[Begin Entries supplied]

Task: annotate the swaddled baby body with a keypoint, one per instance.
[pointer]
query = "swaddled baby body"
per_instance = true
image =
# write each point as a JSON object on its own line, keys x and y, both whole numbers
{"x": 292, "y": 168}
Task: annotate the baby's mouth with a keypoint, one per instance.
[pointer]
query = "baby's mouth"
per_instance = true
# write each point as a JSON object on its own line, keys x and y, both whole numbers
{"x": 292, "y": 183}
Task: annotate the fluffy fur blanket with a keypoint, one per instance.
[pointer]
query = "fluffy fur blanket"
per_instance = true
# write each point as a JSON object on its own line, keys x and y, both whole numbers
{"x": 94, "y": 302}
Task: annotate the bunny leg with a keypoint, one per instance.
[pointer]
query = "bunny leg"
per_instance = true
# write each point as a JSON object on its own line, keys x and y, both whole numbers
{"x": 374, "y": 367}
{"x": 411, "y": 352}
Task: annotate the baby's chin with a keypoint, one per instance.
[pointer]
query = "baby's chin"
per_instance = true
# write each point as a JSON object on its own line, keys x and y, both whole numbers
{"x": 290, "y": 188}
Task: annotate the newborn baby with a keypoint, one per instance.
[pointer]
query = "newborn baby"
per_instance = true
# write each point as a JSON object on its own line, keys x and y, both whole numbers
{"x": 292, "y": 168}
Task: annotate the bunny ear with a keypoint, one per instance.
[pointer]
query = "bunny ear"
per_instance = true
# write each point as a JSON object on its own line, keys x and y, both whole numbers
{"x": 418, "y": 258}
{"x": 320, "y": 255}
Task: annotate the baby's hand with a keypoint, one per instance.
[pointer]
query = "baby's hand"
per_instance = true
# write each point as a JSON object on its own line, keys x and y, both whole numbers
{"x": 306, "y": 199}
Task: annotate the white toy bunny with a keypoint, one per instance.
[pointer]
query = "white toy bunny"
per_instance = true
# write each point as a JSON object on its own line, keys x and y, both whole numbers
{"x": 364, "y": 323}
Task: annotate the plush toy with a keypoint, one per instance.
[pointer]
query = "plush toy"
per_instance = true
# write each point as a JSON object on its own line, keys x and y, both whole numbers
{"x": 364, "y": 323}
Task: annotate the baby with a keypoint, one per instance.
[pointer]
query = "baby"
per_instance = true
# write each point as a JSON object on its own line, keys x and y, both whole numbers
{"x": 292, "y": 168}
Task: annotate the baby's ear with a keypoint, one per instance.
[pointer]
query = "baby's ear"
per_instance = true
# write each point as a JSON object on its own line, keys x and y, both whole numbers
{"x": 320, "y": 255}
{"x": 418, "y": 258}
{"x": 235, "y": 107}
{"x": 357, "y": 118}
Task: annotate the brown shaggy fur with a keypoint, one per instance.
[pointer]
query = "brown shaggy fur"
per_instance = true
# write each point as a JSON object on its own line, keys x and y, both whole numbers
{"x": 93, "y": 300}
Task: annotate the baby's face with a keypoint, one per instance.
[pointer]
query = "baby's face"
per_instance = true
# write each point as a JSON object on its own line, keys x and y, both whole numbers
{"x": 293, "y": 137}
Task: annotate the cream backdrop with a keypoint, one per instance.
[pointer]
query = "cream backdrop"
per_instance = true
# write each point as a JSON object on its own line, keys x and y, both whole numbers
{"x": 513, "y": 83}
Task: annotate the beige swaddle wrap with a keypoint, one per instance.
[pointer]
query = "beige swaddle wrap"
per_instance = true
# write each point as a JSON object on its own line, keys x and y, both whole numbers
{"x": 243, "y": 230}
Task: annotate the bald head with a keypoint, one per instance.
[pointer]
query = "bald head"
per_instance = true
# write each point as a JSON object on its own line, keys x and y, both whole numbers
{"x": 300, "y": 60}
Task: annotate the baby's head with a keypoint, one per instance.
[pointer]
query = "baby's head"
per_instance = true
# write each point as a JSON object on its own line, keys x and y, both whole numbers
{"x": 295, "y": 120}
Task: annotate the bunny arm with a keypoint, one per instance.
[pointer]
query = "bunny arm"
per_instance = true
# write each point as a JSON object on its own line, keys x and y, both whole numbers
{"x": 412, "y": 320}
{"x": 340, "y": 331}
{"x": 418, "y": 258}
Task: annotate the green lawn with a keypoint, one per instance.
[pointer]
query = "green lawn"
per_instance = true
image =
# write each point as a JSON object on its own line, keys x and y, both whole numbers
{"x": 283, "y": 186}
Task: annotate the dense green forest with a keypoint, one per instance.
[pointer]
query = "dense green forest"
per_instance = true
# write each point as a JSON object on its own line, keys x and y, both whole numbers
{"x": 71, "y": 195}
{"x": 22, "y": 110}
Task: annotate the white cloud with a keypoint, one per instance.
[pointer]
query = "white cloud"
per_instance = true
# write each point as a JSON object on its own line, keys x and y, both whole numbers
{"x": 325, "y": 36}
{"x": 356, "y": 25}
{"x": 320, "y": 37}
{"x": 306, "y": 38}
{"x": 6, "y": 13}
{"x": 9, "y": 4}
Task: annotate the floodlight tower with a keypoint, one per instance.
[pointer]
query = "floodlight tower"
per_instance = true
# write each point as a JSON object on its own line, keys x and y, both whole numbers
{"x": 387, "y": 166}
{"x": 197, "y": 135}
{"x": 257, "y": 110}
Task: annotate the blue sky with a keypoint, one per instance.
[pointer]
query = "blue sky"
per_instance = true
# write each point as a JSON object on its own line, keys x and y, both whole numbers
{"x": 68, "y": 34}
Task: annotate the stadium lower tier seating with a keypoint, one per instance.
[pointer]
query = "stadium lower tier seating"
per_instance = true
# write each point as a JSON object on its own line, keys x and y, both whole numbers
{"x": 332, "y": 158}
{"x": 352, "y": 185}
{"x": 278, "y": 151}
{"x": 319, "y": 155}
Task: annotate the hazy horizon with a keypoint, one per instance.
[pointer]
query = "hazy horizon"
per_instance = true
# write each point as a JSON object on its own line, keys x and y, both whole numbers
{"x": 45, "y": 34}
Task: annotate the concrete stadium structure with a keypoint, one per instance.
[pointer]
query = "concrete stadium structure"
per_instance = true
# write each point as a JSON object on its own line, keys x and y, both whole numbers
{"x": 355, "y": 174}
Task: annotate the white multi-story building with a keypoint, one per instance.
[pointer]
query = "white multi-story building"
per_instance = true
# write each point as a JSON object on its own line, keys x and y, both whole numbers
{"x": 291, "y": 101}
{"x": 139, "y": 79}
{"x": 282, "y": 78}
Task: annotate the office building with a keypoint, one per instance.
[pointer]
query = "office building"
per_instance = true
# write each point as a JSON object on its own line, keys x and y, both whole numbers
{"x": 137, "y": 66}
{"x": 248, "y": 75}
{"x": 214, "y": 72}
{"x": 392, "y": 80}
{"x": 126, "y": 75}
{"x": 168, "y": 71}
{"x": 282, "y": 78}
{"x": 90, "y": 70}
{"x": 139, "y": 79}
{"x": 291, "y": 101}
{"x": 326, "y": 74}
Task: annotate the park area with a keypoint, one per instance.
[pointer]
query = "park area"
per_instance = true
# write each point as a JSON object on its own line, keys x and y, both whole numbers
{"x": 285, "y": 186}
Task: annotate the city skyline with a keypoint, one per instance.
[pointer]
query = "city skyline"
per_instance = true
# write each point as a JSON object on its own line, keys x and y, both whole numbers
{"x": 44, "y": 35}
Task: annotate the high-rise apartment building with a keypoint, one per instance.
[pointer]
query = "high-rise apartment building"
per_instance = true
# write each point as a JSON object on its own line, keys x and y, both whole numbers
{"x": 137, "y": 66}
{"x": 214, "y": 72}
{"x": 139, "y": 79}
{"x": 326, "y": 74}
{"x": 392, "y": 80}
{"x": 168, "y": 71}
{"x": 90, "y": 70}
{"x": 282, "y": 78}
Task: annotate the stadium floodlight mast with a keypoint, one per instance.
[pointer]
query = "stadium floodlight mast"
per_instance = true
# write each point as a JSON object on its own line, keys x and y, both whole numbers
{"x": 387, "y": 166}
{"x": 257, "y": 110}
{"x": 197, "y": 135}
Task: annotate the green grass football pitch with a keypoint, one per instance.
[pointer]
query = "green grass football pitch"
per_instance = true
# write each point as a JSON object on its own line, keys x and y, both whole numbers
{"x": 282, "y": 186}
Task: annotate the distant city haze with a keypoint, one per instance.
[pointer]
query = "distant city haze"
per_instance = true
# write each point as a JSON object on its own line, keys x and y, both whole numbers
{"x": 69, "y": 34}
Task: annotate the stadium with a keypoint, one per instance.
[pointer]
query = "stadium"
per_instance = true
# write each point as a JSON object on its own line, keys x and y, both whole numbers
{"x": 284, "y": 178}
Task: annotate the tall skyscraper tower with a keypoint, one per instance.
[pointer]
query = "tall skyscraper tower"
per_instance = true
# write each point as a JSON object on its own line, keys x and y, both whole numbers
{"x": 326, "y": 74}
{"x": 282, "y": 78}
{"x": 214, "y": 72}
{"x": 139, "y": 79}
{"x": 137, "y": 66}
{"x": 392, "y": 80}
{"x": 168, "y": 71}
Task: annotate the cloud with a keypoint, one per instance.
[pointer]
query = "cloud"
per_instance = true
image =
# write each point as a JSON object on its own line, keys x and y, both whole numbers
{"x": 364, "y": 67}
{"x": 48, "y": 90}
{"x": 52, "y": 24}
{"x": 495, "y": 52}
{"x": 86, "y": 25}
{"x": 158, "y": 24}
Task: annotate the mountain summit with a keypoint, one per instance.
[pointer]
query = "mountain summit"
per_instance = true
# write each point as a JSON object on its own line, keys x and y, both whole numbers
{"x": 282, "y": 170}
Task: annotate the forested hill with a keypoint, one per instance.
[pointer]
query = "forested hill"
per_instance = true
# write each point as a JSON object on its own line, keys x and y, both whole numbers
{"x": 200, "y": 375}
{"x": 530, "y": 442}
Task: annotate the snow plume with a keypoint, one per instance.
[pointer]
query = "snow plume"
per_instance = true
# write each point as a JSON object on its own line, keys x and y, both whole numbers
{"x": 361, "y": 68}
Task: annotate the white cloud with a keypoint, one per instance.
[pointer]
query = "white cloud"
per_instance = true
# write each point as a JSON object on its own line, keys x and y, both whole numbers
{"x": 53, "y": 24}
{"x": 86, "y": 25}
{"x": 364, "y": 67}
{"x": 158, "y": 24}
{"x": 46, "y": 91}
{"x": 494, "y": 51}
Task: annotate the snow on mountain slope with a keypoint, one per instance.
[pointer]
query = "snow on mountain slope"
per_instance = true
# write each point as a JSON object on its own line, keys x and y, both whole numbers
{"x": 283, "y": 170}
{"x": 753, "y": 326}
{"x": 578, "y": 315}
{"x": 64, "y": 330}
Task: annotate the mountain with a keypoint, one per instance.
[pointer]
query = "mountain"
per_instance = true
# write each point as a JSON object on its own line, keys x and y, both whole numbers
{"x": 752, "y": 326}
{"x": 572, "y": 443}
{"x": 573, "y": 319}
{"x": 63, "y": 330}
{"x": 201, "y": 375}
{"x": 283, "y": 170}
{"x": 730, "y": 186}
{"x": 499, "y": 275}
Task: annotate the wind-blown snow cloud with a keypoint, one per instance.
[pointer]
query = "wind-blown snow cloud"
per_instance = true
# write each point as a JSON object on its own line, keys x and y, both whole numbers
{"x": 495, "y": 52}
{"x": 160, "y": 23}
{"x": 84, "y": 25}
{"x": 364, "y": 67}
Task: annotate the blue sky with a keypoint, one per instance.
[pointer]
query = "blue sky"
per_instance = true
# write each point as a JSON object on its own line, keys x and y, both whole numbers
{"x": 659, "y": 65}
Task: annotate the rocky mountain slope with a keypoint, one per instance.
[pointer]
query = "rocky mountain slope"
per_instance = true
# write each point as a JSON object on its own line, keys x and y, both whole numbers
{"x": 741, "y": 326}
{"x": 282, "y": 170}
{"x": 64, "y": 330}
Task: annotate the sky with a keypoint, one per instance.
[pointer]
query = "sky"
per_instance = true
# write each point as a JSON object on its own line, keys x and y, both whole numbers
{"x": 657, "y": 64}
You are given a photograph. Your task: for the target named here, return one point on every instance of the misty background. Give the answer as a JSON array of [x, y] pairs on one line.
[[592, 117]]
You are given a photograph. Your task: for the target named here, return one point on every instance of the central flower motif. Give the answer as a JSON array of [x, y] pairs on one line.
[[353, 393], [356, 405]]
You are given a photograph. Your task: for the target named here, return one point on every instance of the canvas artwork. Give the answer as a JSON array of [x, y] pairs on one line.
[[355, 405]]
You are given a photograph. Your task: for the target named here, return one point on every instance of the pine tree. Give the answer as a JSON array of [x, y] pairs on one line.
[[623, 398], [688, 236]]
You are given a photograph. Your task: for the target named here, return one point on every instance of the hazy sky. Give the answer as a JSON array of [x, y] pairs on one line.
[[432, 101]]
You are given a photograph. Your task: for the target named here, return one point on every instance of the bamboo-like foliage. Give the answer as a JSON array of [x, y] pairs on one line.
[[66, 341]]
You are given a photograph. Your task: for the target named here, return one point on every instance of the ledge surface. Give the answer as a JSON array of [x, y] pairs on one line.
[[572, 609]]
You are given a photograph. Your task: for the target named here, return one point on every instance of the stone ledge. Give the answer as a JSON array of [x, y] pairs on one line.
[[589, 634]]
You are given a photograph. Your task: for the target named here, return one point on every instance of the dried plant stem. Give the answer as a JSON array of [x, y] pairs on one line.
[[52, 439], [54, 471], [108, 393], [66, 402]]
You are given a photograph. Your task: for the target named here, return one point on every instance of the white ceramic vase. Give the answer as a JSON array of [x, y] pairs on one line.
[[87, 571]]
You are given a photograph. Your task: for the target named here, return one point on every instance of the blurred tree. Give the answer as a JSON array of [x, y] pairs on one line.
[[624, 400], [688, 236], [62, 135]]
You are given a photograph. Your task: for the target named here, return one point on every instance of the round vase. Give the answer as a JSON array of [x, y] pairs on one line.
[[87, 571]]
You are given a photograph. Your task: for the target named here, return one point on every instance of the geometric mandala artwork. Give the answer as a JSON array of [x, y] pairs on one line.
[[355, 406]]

[End Entries supplied]

- _Stated exercise_
Convert the records, starting with the line containing "of the canvas" and running through the end of the records, into a JSON list of strings with one string per line and blank lines omitted.

- _Solution for this exercise_
[
  "You are given a photograph. Your task: for the target named here, return one point on every instance of the canvas artwork. Give the answer as a JSON array of [x, y] pairs on one line.",
  "[[355, 405]]",
  "You are given a photograph. Your task: for the target named here, return one point on every instance of the pine tree. Give the answer as a JSON array of [x, y] pairs on one line.",
  "[[623, 398], [688, 236]]",
  "You are given a photograph. Your task: for the target named here, return one point on every instance of the hazy sky. Give the answer as a JSON array of [x, y] pairs on one line.",
  "[[432, 101]]",
  "You are given a photograph. Your task: for the target named here, return one point on every instance of the bamboo-like foliage. Give the answer as a JSON array of [x, y] pairs on one line.",
  "[[66, 341]]",
  "You are given a photograph. Your task: for the target named here, return one point on every instance of the ledge surface. Give the answer as a JSON array of [x, y] pairs on one line.",
  "[[572, 609]]",
  "You are given a photograph. Your task: for the target named here, return one point on every instance of the stone ledge. Give the answer as a JSON array of [x, y] pairs on one line.",
  "[[589, 634]]",
  "You are given a photograph. Your task: for the target named here, return one point on every instance of the dried plant stem. Give the answer as a JSON array of [x, y] pairs on one line.",
  "[[52, 439], [54, 471], [108, 393], [66, 402]]",
  "You are given a photograph. Your task: for the target named here, return one point on every instance of the white ceramic vase. Give the answer as a JSON array of [x, y] pairs on one line.",
  "[[87, 571]]",
  "You are given a photograph. Your task: for the target named here, return one point on every instance of the blurred tree. Give the answer as a JSON array of [x, y] pairs on one line.",
  "[[624, 400], [688, 236], [62, 135]]",
  "You are given a photograph. Your task: for the target named here, return one point on every instance of the round vase. Give the answer as a JSON array of [x, y] pairs on one line.",
  "[[87, 571]]",
  "You are given a photograph. Your task: for the target named here, return one point on every instance of the geometric mandala artwork. Give the answer as a JSON array of [x, y] pairs on one line.",
  "[[355, 406]]"
]